Zadanie do wykonania -
Zredaguj tekst o filmie „Strefa interesów”: przytocz odcinek od „Herr Rudolf jest” aż do „SS-Totenkopfverbände Rudolfie Hoessie.”, zamieniając „oddziału” na „filii”.

Dokument źródłowy -
────────────────────────────────────────

"Strefa interesów” to film opowiadający o historii pewnej porządnej niemieckiej rodziny.
Rodziny która znalazła w latach 40. XX wieku swoje szczęśliwe i sielskie miejsce do życia na wschodzie. Pan domu, żona i jego piątka dzieci żyją jak pączki w maśle, mając do dyspozycji służbę, wyprawiając się w czasie wolnym na kajakowe wycieczki, czy spędzając czas w pięknym przydomowym ogrodzie. Herr Rudolf, ojciec rodziny nie ma nawet daleko do pracy, gdyż mieści się ona tuż za murem do którego przylega posesja.
Herr Rudolf jest szefem oddziału pewnej niemieckiej korporacji na Polskę. Tą korporacją jest Die Schutzstaffel der NSDAP. I nie jest to ani przenośnia, ani drwina. „Strefa interesów” to film o niemieckim menedżerze Zagłady, oficerze SS-Totenkopfverbände Rudolfie Hoessie.
W latach 1940-1943 pełnił on funkcję komendanta Auschwitz, wcześniej pracował w Dachau i Sachsenhausen a do końca wojny był szefem Inspektoratu Obozów Koncentracyjnych. I to on stał się głównym był wykonawcą planu eksterminacji Żydów, Polaków, żołnierzy sowieckich i innych więźniów obozu w Auschwitz. Ma na sumieniu lekko milion istnień.

────────────────────────────────────────

Wyświetlona lista -

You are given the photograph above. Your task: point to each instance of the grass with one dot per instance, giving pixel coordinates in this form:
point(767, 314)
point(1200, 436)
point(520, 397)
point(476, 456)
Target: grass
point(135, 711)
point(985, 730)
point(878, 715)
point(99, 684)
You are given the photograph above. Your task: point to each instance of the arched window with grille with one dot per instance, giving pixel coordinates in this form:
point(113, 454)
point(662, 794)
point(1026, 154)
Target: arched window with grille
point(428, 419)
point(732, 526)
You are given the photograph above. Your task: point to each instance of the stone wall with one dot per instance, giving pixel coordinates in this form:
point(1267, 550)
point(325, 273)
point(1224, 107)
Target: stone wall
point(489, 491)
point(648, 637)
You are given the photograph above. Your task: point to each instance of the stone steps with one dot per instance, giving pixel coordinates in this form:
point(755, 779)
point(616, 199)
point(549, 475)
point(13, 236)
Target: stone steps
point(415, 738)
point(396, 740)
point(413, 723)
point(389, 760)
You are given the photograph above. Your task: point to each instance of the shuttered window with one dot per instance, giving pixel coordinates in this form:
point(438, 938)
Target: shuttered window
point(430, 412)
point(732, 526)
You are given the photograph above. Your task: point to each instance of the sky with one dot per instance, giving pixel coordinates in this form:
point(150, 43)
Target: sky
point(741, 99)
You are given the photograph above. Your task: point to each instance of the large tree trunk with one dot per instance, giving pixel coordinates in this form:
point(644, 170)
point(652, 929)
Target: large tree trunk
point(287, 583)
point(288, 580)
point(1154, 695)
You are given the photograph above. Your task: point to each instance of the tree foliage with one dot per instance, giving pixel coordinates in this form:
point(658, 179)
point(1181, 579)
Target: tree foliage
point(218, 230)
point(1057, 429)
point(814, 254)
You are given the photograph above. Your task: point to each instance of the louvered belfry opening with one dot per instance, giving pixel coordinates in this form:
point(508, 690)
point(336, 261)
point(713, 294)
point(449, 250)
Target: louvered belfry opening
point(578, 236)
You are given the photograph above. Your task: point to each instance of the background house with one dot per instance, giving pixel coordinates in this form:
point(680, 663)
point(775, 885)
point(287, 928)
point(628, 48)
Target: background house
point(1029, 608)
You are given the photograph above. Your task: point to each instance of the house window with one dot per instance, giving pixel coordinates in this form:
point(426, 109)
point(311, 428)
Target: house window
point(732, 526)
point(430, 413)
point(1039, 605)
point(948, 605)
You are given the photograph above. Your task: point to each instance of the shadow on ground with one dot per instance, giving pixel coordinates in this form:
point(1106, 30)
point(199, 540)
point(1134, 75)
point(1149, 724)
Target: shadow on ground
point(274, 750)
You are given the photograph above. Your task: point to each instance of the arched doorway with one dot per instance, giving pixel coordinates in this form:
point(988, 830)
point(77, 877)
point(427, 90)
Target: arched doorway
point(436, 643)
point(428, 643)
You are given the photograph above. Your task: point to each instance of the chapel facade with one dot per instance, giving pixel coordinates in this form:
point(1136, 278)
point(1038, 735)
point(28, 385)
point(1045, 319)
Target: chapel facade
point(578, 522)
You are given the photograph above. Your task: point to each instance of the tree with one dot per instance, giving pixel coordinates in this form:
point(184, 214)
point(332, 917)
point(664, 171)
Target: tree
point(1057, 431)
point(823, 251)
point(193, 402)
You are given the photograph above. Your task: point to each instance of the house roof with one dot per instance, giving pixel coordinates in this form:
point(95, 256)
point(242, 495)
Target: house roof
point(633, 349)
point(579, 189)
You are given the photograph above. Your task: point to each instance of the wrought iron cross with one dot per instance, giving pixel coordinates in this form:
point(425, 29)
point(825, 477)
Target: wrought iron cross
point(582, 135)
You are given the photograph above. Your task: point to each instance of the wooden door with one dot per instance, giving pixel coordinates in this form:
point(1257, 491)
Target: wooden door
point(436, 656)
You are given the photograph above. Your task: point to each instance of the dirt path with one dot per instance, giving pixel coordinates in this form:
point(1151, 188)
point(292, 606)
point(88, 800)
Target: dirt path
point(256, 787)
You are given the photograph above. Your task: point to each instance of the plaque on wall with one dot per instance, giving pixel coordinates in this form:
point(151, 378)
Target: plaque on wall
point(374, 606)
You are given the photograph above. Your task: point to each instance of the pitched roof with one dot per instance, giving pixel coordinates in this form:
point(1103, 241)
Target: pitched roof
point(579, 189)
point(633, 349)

────────────────────────────────────────

Odpowiedź -
Herr Rudolf jest szefem filii pewnej niemieckiej korporacji na Polskę. Tą korporacją jest Die Schutzstaffel der NSDAP. I nie jest to ani przenośnia, ani drwina. „Strefa interesów” to film o niemieckim menedżerze Zagłady, oficerze SS-Totenkopfverbände Rudolfie Hoessie.